··· TEXT EXCERPT

I really like this, but I think it is going to be annoying that you can't operate the on/off switch. I have one of the waterproof bags now for reading the Kindle in the tub or at the beach and I can't operate the on/off switch with that either. The problem is, if I stop reading for a while, the Kindle goes to sleep, then I have to open it up and touch it with wet hands or expose it to sand and dust just to turn it back on again.


----------



## drenee (Nov 11, 2008)

Betsy, Medge knows you and mentions you by name -- how exciting!!

I love this case.  I'm very excited about it.  
Harvey, thanks for all the great pics.  
deb


----------



## Dana (Dec 4, 2009)

Really like the looks of this...  great protection for the Kindle...  Looks waterproof and practically crush proof too.  I, too, would like to see access to the on/off switch... but.... this is still cool.


----------



## Jason in MA (Apr 28, 2009)

······

▸ **CHALLENGE 1**
In the forum thread about the Kindle case, what does the first poster currently use to read the Kindle in the tub or at the beach?
▸ **CHALLENGE 2**
Copy the part of the forum thread starting at "Really like the" and ending at "(Apr 28, 2009)".
The rows are separate material and have no connection to the forum thread above.

··· INFORMATION PROVIDED

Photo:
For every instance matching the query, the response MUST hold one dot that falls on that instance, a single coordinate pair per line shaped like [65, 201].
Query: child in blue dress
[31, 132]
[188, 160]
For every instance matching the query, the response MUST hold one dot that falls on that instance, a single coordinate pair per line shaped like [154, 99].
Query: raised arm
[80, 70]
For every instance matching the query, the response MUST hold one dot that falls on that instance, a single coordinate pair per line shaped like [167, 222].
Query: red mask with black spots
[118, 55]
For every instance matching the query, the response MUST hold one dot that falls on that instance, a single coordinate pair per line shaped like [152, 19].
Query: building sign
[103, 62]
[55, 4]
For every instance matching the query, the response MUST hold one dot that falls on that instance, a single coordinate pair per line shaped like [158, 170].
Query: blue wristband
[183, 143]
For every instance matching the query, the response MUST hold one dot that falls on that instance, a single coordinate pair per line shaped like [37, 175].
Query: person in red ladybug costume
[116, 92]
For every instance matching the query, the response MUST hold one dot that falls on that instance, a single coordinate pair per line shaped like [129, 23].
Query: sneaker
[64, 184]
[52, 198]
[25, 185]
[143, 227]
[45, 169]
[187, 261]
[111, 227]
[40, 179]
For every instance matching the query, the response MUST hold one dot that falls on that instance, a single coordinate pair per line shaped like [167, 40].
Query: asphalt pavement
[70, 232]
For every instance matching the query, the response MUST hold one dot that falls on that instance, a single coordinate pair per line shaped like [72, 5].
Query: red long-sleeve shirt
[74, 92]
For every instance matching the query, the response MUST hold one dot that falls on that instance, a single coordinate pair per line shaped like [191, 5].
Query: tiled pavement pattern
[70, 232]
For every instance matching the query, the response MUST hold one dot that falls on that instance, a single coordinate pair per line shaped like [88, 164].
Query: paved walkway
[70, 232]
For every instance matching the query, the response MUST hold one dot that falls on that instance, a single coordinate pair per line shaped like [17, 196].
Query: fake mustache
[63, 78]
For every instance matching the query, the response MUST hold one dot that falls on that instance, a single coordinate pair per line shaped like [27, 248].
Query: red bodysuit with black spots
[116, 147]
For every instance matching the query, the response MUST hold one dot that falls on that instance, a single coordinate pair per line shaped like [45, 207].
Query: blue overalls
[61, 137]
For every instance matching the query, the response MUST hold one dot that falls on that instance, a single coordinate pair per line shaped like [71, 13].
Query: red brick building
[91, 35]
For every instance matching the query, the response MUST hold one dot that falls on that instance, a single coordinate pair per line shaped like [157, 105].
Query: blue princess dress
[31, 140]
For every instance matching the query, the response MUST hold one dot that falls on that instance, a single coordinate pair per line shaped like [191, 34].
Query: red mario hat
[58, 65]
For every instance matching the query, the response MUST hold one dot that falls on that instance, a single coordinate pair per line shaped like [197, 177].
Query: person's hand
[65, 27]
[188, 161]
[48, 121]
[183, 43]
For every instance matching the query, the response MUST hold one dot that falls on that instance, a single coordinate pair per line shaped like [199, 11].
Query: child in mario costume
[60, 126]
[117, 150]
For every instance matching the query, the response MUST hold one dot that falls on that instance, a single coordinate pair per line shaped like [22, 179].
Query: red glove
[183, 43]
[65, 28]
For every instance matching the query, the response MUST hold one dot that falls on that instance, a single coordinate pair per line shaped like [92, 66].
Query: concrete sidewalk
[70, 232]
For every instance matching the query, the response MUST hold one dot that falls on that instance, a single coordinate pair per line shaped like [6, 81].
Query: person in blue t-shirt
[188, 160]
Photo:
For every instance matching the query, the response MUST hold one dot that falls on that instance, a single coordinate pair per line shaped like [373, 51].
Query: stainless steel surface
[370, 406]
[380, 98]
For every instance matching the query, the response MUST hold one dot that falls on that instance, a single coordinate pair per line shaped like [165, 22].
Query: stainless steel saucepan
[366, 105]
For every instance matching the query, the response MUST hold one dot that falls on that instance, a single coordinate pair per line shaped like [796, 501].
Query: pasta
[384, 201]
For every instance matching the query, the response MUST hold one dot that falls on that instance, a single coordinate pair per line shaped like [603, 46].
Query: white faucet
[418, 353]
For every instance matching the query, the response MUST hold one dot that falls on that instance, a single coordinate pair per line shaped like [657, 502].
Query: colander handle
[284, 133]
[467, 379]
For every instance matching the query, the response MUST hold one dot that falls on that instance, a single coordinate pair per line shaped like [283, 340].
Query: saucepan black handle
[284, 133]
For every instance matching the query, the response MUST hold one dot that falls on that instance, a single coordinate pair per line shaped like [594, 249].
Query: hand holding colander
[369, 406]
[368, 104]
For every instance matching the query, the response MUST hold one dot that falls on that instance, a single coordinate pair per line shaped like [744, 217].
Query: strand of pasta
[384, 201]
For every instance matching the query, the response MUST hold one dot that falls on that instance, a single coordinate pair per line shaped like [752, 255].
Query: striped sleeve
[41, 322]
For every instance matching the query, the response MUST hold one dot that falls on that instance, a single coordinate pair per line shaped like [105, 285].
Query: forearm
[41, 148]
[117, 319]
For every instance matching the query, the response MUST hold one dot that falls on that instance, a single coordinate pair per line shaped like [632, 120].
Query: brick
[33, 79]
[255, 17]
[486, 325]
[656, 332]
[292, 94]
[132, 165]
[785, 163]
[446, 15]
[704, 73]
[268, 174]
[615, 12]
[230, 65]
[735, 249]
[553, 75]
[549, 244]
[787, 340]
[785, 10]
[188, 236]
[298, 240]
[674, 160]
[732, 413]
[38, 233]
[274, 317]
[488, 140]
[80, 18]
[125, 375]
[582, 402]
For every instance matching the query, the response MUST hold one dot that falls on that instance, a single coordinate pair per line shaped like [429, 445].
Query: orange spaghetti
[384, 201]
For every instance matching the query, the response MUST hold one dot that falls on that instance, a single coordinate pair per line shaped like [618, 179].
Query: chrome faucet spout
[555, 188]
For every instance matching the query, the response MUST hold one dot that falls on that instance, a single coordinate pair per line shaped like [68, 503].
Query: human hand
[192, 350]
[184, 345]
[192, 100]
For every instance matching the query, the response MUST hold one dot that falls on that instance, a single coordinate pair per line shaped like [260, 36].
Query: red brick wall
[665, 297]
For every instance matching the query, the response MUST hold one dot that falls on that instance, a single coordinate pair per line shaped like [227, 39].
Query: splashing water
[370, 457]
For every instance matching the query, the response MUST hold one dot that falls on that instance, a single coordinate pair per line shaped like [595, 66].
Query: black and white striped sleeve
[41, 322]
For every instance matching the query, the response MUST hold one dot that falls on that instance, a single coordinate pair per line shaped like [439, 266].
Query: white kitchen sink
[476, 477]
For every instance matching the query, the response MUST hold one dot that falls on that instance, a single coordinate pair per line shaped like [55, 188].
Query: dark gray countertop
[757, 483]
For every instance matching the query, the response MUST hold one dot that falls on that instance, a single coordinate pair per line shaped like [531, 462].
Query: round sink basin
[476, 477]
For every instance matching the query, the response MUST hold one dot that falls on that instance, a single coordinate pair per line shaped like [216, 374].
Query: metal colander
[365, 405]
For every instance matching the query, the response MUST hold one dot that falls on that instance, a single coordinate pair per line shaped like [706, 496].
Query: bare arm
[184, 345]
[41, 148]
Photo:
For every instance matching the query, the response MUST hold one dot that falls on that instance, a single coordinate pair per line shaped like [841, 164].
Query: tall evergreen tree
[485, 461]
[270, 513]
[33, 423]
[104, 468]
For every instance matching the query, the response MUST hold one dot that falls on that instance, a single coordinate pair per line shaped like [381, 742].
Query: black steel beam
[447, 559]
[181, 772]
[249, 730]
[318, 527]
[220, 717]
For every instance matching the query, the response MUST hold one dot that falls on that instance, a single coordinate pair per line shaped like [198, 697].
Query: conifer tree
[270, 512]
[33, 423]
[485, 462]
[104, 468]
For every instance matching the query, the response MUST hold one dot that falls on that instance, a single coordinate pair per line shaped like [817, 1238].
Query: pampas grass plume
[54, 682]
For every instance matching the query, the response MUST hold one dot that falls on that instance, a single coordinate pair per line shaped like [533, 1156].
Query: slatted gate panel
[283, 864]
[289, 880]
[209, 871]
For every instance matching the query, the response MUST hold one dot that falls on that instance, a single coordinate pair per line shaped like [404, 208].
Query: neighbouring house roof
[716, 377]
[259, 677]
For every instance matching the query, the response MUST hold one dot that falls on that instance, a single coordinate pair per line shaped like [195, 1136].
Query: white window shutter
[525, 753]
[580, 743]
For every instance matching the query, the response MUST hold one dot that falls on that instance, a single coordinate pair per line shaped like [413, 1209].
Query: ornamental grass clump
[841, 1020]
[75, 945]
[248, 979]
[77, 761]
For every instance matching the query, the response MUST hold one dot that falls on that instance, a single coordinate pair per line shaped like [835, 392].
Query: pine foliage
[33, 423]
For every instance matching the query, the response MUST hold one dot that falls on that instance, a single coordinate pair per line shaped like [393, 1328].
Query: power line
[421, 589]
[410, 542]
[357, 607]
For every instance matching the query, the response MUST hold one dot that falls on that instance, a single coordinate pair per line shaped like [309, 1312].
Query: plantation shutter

······

▸ **WRITTEN REPLY 1**
One of the waterproof bags.

▸ **WRITTEN REPLY 2**
Really like the looks of this...  great protection for the Kindle...  Looks waterproof and practically crush proof too.  I, too, would like to see access to the on/off switch... but.... this is still cool.


----------



## Jason in MA (Apr 28, 2009)